Please copy out all the rows below, switching "put a point on" to "place a marker on" wherever it occurs and leaving everything else unchanged.

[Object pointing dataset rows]
......

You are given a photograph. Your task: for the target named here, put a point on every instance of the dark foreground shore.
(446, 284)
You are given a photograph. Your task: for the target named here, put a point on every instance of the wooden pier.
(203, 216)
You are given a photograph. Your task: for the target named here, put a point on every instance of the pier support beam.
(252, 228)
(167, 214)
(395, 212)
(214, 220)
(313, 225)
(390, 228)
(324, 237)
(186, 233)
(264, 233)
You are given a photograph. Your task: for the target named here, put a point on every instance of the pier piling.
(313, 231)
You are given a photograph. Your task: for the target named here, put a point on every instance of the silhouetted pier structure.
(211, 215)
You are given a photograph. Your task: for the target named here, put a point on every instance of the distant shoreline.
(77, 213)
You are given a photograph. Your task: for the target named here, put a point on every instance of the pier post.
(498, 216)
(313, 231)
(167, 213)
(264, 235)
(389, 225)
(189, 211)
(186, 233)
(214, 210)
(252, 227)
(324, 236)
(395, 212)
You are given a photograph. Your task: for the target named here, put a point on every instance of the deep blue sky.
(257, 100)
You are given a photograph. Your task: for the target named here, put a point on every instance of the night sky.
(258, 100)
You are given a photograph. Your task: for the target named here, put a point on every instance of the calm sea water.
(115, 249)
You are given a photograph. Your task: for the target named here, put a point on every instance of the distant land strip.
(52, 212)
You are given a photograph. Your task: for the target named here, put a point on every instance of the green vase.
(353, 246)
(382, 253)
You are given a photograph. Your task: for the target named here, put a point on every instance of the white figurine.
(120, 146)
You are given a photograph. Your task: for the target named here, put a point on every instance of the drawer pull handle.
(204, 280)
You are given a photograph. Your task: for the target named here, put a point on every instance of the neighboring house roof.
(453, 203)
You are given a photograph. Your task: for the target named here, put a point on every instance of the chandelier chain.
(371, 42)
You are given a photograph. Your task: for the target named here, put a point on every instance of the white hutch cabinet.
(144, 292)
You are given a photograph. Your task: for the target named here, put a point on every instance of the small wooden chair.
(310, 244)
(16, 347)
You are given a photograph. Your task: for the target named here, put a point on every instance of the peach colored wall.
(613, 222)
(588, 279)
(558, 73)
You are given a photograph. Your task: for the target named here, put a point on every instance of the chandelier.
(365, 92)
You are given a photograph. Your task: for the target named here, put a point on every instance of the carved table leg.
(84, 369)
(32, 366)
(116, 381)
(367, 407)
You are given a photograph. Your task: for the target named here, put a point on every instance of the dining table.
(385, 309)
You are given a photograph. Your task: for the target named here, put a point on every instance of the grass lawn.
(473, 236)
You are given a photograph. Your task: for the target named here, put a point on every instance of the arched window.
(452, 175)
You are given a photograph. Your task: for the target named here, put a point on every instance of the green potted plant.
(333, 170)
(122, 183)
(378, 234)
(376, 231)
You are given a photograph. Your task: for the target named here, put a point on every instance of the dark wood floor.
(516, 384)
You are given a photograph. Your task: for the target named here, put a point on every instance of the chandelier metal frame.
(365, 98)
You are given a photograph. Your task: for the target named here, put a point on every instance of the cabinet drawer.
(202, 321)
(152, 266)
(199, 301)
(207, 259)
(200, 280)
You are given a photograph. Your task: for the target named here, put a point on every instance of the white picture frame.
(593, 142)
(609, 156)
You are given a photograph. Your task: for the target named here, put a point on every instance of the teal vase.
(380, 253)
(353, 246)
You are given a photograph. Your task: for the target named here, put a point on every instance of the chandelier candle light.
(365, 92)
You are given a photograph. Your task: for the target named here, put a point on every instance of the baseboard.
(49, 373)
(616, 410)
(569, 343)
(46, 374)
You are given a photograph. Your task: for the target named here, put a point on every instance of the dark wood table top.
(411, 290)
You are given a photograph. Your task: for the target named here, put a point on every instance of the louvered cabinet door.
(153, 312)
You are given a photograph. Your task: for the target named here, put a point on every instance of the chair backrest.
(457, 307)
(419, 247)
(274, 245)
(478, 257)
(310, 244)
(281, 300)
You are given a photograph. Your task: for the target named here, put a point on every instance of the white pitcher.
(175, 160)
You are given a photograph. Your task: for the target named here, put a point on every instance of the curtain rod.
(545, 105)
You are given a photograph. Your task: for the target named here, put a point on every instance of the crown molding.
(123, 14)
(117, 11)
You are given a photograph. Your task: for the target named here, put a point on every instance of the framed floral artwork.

......

• Exercise result:
You are given a photograph. Your task: for the target named here, place a marker on every instance of the dark foreground shore.
(446, 284)
You are given a photograph. Your task: for the target named here, place a marker on every instance of the wooden pier.
(203, 216)
You are given a photograph. Your task: for the target named here, place a marker on every instance of the pier support beam.
(252, 228)
(167, 214)
(395, 212)
(214, 220)
(313, 225)
(390, 228)
(324, 237)
(186, 233)
(264, 233)
You are given a photograph. Your task: for the target named here, place a marker on every instance of the pier piling.
(313, 231)
You are given a photograph. Your task: for the target named here, place a marker on every instance of the silhouetted pier structure.
(211, 215)
You are given a photograph. Your task: for the target named here, place a marker on every instance of the distant shoreline.
(77, 213)
You are given a photograph. Your task: for the target named here, place a marker on every instance of the pier post.
(498, 216)
(313, 231)
(167, 213)
(264, 235)
(389, 225)
(189, 211)
(186, 233)
(214, 210)
(252, 227)
(324, 236)
(395, 212)
You are given a photograph. Your task: for the target named here, place a marker on every instance of the deep blue sky.
(257, 100)
You are given a photograph. Your task: for the target named here, place a marker on every instance of the night sky.
(258, 100)
You are given a photograph. Your task: for the target named here, place a marker on every instance of the calm sea water.
(115, 249)
You are given a photograph. Your task: for the target named here, place a marker on every instance of the distant land strip.
(52, 212)
You are given a photograph. Your task: for the target named here, place a marker on every instance of the green vase.
(353, 246)
(382, 253)
You are given a photograph. Your task: for the target named here, place a marker on every instance of the white figurine.
(120, 146)
You are given a photograph. Your task: for the target named here, place a marker on every instance of the drawer pull handle.
(204, 280)
You are given a photograph. Your task: for the target named here, place a marker on every instance of the neighboring house roof.
(453, 203)
You are given a photograph. Your task: for the target named here, place a marker on every instance of the chandelier chain.
(371, 42)
You are given a photograph. Your task: for the target named here, place a marker on every instance of the white hutch cabinet.
(144, 292)
You are given a photograph. Your task: for the target named here, place a marker on every instance of the small wooden chair.
(310, 244)
(16, 347)
You are given a photograph. Your task: for the target named here, place a marker on every instance of the peach colored wall.
(613, 222)
(588, 279)
(558, 73)
You are given a photograph. Your task: for the target named here, place a marker on every instance of the chandelier.
(365, 92)
You are given a photograph. Your task: for the target named here, place a marker on every instance of the carved table leg.
(84, 369)
(32, 366)
(116, 381)
(367, 407)
You are given a photograph. Your task: for the target named here, place a marker on every instance of the dining table.
(385, 309)
You are given a photograph. Your task: for the target named here, place a marker on every instance of the grass lawn.
(473, 236)
You are given a photograph. Your task: for the target named here, place a marker on every instance of the arched window.
(452, 175)
You are given a photograph. Your task: for the target named here, place a marker on every instance of the green potted plant.
(333, 170)
(122, 183)
(378, 234)
(376, 231)
You are given a photograph. Your task: for the target named here, place a marker on every instance of the dark wood floor.
(516, 384)
You are given a photograph. Your task: for the target named here, place a marker on every instance of the chandelier metal frame.
(365, 98)
You are given a photograph. Your task: for the target named here, place a marker on every instance of the cabinet drawer.
(202, 321)
(152, 266)
(199, 301)
(207, 259)
(200, 280)
You are given a photograph. Your task: for the target named here, place a marker on every instance of the white picture frame.
(593, 142)
(609, 156)
You are given a photograph. Your task: for the target named here, place a marker on every instance of the teal vase.
(380, 253)
(353, 246)
You are given a photograph. Your task: for the target named here, place a marker on every instance of the chandelier candle light.
(365, 92)
You are given a photograph. Your task: for the target named here, place a marker on every instance of the baseboard.
(49, 373)
(616, 410)
(569, 343)
(46, 374)
You are given a photograph. Your task: for the target named here, place a marker on every instance of the dark wood table top.
(411, 290)
You are given a photograph. Your task: for the target named here, place a marker on every instance of the louvered cabinet door.
(153, 312)
You are given a photograph. Your task: for the target named here, place a marker on every instance of the chair backrest.
(457, 307)
(419, 247)
(274, 245)
(478, 257)
(310, 244)
(281, 300)
You are given a photograph. Your task: for the target named here, place a marker on every instance of the white pitcher.
(175, 160)
You are given a photograph. Your task: for the target named here, place a marker on every instance of the curtain rod.
(545, 105)
You are given a photograph. Your task: for the target named here, place a marker on every instance of the crown molding.
(123, 14)
(117, 11)
You are given a photograph. Your task: for the target named here, place a marker on every instance of the framed floral artwork.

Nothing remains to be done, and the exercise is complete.